START Data records
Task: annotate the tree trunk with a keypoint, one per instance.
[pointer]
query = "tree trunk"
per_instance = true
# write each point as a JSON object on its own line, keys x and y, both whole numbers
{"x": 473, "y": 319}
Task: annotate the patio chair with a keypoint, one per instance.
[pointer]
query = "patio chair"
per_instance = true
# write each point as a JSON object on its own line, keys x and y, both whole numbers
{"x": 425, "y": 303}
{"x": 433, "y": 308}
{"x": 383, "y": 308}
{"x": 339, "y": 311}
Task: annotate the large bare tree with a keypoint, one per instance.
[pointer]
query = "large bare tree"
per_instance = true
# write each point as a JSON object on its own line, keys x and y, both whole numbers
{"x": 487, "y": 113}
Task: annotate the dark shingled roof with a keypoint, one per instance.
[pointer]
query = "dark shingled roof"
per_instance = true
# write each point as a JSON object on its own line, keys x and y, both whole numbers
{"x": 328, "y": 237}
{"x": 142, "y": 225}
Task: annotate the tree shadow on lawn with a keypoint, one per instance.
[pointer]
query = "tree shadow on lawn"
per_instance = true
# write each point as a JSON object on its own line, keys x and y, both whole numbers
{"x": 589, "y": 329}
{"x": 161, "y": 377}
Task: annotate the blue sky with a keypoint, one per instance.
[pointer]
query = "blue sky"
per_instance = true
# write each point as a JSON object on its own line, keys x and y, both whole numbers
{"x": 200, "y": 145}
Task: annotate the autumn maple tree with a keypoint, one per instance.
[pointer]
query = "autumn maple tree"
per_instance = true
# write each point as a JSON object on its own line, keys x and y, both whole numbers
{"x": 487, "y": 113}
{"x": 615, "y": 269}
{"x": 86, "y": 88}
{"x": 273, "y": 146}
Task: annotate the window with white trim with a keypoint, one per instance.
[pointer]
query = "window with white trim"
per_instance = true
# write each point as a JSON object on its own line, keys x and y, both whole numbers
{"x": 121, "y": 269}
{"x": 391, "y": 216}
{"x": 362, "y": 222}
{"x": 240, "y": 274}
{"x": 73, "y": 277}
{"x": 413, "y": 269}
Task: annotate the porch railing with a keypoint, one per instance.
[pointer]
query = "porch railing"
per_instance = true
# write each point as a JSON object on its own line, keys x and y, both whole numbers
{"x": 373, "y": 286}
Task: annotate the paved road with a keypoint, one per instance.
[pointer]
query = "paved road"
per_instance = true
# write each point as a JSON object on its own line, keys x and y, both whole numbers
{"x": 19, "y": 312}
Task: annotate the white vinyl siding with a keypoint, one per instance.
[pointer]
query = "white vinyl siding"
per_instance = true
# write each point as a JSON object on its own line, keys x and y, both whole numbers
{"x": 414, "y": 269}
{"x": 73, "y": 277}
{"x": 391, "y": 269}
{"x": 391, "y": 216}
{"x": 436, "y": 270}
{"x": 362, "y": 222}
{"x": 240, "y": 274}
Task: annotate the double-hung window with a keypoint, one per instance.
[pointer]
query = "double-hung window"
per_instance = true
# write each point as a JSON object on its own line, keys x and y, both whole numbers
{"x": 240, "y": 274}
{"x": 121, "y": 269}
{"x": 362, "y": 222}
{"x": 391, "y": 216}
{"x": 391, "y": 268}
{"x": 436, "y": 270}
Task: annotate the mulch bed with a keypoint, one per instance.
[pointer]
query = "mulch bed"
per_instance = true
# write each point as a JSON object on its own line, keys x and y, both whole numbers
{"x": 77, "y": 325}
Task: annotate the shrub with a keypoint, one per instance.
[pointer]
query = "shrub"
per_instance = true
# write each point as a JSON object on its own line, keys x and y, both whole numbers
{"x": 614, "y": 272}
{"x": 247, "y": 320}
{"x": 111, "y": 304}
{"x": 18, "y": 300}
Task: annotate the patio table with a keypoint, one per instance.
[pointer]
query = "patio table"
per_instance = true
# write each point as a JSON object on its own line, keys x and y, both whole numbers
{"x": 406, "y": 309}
END Data records
#### [Task statement]
If a line of the listing contains the word "tree", count it; then give the total and nothing else.

#### [Exercise answer]
8